- Exercise data -
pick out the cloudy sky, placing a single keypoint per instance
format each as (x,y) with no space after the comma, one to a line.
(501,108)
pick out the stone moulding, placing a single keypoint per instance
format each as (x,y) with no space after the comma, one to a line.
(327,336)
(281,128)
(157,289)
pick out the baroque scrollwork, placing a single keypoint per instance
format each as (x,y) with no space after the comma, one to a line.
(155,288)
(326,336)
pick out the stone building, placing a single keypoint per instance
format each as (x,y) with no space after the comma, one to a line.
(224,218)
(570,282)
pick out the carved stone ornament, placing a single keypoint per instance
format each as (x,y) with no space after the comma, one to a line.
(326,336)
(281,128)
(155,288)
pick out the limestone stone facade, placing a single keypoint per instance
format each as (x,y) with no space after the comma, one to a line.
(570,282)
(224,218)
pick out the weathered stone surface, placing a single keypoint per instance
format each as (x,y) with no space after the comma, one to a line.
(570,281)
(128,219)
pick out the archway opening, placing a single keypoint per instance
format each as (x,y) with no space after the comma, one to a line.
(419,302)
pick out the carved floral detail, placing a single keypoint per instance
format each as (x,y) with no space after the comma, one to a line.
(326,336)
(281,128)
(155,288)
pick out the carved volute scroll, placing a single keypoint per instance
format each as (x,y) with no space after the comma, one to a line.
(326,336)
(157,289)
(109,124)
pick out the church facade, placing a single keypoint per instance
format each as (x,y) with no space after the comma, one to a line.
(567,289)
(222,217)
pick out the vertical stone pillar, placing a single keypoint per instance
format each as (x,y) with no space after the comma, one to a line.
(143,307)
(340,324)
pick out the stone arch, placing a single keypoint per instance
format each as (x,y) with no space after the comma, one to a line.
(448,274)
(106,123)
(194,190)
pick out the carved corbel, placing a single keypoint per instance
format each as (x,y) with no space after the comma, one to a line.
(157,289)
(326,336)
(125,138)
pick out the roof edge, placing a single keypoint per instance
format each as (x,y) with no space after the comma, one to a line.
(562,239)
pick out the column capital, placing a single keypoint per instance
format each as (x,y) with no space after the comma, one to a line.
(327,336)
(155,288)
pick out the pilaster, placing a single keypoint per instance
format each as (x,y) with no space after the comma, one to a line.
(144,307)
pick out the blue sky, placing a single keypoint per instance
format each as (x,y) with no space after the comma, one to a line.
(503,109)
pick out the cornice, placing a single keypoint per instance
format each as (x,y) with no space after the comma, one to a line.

- Exercise goal -
Find the word "carved" in the listing and copy each line that contains it.

- Result of the task -
pick out the carved stone ornament, placing a single keypoint per instance
pick out the carved floral detail, placing a single keypoint per instance
pick out the carved volute scroll, placing a single keypoint per instance
pick out the carved corbel, placing a single keypoint per instance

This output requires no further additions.